■ The task
Should a line below contain the word "pixel", report it.

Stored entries
◇ ◇ ◇ ◇ ◇

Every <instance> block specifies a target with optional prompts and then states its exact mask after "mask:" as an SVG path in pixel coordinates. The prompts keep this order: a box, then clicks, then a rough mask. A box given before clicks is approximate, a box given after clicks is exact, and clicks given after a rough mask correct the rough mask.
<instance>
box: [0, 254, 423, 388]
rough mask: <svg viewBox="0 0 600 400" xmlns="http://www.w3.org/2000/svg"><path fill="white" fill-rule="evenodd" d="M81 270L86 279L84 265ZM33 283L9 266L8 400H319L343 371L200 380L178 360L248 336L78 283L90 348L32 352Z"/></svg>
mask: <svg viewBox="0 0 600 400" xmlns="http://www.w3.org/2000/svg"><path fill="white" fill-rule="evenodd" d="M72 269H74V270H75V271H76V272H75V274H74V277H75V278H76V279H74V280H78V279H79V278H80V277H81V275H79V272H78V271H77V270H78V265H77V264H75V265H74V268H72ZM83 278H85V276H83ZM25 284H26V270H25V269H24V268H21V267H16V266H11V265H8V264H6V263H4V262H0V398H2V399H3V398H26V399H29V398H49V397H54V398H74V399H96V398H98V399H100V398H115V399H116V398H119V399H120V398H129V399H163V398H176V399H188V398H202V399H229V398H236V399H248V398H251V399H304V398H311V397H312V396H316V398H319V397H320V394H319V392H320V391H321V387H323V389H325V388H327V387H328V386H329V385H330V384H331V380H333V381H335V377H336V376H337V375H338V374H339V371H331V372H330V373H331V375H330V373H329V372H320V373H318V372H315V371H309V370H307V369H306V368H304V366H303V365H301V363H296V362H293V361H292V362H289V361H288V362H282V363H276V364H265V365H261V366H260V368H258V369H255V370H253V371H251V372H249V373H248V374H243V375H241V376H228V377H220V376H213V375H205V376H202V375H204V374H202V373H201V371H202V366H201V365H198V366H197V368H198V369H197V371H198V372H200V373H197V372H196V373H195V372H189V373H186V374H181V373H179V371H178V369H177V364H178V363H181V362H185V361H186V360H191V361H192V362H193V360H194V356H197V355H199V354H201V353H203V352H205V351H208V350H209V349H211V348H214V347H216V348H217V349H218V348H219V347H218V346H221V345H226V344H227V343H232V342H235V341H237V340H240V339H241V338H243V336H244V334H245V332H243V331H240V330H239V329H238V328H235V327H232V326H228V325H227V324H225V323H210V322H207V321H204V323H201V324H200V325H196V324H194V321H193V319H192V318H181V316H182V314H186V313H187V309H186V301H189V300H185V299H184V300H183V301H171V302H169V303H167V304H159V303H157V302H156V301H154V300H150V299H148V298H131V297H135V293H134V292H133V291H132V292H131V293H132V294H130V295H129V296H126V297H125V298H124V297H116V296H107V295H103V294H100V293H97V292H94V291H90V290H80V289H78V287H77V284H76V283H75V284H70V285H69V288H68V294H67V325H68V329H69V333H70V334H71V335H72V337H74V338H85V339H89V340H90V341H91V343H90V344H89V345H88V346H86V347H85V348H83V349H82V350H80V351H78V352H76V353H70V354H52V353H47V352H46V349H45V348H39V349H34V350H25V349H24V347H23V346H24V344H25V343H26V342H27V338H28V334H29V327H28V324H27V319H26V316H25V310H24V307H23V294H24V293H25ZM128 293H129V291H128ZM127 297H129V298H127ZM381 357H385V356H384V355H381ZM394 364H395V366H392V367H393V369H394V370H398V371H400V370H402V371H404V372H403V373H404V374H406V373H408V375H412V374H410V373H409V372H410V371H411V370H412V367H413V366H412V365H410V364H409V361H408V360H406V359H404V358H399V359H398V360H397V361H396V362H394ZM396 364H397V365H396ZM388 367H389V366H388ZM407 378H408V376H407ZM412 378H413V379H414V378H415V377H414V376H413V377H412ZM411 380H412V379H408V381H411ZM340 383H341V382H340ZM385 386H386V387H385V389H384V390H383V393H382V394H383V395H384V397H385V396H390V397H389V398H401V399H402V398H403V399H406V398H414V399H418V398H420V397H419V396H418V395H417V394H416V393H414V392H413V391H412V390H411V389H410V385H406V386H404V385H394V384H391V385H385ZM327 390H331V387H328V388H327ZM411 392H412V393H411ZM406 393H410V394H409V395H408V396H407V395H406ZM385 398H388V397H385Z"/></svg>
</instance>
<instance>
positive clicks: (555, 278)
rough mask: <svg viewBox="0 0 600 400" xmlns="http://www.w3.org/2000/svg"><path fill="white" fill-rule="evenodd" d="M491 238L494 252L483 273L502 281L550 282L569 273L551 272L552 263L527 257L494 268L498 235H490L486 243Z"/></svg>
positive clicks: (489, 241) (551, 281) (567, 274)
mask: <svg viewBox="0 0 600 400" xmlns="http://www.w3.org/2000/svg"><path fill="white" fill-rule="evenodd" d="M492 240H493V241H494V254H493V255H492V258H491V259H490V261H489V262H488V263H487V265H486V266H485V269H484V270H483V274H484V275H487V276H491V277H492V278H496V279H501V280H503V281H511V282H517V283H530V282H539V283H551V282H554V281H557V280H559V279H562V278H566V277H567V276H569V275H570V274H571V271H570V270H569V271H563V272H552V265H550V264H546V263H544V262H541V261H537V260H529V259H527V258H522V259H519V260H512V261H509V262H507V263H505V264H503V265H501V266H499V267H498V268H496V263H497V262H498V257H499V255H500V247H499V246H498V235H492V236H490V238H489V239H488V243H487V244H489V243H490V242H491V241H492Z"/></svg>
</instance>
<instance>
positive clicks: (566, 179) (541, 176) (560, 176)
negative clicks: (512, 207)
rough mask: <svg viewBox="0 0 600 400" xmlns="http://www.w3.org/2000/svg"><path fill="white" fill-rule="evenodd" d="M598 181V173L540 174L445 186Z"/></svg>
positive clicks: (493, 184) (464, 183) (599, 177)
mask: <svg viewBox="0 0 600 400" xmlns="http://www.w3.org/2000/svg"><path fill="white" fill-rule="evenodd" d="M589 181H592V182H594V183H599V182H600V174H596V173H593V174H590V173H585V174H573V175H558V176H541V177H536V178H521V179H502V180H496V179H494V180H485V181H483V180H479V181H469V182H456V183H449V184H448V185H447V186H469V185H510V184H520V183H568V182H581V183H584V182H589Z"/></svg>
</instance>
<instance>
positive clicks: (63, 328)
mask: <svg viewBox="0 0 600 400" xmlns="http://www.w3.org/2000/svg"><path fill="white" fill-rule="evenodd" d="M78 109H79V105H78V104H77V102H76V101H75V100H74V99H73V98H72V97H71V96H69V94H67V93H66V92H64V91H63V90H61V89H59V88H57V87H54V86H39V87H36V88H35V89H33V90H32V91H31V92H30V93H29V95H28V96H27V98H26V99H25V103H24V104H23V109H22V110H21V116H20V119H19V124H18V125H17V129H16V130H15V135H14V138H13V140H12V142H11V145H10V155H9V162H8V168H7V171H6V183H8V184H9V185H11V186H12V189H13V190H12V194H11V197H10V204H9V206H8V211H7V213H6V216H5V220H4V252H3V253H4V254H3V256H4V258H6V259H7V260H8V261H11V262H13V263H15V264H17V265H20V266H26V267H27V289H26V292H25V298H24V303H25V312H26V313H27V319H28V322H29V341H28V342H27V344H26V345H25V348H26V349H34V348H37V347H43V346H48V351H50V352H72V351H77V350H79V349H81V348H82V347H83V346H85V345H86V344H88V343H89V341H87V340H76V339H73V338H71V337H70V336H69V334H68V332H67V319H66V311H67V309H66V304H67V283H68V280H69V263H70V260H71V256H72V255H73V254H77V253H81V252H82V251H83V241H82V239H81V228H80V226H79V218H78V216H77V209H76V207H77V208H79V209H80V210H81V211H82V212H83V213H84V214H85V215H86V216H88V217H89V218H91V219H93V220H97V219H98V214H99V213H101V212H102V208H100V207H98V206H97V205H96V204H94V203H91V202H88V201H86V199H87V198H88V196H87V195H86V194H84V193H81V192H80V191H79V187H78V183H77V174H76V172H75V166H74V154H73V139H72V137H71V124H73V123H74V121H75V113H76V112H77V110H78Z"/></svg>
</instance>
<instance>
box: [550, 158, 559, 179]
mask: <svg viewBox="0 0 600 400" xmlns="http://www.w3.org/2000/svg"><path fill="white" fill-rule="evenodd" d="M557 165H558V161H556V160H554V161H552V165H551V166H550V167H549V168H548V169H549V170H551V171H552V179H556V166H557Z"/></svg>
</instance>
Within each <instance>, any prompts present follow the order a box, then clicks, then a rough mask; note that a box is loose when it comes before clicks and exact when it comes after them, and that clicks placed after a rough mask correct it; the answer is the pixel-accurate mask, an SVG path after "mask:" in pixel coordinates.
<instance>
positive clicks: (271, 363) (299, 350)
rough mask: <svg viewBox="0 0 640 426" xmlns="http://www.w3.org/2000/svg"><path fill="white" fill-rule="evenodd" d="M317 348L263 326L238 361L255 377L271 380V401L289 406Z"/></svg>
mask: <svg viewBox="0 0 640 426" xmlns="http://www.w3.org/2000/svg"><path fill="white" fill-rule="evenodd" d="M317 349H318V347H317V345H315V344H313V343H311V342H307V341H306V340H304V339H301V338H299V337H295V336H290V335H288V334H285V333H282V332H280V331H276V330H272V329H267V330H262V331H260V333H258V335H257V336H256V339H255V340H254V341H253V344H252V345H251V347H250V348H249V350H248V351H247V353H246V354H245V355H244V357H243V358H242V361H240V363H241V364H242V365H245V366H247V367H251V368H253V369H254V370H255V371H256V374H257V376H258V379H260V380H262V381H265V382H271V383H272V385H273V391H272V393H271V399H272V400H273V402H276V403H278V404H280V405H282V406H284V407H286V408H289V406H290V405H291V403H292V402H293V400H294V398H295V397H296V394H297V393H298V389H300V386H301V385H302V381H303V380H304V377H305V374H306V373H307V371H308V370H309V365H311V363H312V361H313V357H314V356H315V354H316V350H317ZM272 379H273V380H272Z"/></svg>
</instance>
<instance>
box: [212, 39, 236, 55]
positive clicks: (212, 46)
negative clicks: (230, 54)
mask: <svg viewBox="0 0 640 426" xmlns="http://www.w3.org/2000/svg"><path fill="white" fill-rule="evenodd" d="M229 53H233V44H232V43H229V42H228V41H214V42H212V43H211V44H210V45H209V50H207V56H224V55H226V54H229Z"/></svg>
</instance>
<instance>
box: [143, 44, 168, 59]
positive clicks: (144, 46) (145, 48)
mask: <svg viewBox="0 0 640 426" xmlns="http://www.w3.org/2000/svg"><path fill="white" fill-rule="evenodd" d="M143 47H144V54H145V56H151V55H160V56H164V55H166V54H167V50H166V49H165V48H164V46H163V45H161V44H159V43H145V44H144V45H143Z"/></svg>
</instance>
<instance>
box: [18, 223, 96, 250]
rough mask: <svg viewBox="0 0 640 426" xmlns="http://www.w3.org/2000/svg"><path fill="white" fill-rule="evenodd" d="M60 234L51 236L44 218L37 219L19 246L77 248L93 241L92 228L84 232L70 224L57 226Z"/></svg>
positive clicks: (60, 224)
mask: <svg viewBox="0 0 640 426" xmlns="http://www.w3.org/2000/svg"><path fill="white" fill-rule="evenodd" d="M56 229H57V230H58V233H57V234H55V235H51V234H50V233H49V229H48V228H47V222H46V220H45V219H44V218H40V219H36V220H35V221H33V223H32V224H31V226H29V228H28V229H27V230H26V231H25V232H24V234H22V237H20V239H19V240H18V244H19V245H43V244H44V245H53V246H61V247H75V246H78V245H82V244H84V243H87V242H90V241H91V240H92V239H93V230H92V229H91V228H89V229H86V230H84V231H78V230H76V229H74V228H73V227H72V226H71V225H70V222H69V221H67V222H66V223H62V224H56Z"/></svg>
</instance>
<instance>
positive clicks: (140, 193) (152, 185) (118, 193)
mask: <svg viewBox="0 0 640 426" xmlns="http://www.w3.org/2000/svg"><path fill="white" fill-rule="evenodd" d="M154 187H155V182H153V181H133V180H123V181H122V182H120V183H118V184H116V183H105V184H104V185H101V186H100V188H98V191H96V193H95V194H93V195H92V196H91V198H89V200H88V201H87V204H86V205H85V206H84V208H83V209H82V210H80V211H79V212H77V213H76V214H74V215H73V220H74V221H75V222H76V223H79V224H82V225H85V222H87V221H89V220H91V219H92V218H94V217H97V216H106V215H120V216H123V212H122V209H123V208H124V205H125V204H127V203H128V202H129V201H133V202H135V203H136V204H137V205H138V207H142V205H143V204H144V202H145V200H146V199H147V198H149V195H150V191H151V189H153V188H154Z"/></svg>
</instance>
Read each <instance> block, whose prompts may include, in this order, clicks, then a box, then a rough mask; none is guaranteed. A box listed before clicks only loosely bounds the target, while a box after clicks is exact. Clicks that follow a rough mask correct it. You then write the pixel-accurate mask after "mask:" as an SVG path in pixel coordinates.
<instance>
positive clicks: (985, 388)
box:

◇ ◇ ◇ ◇ ◇

■ Answer
Every <instance> block specifies a target with optional prompts and then states its exact mask after "mask:" as an SVG path in pixel coordinates. The prompts keep this order: a box, then clicks, then a rough mask. A box given before clicks is approximate, a box given after clicks is exact, and clicks given after a rough mask correct the rough mask.
Within each <instance>, any prompts present follow the order a box, then clicks, then a rough mask; note that a box is loose when it comes before clicks and exact when it comes after them, and that clicks placed after a rough mask correct it; the answer is the pixel-accurate mask, an SVG path after "mask:" in pixel coordinates.
Read each <instance> block, whose prompts may include, in this order, clicks, then a box, then a rough mask; none is guaranteed. A box listed before clicks only loosely bounds the target, while a box after clicks is exact. Clicks that follow a rough mask correct it. You then write the pixel-accurate mask after "mask:" as an SVG path in pixel coordinates.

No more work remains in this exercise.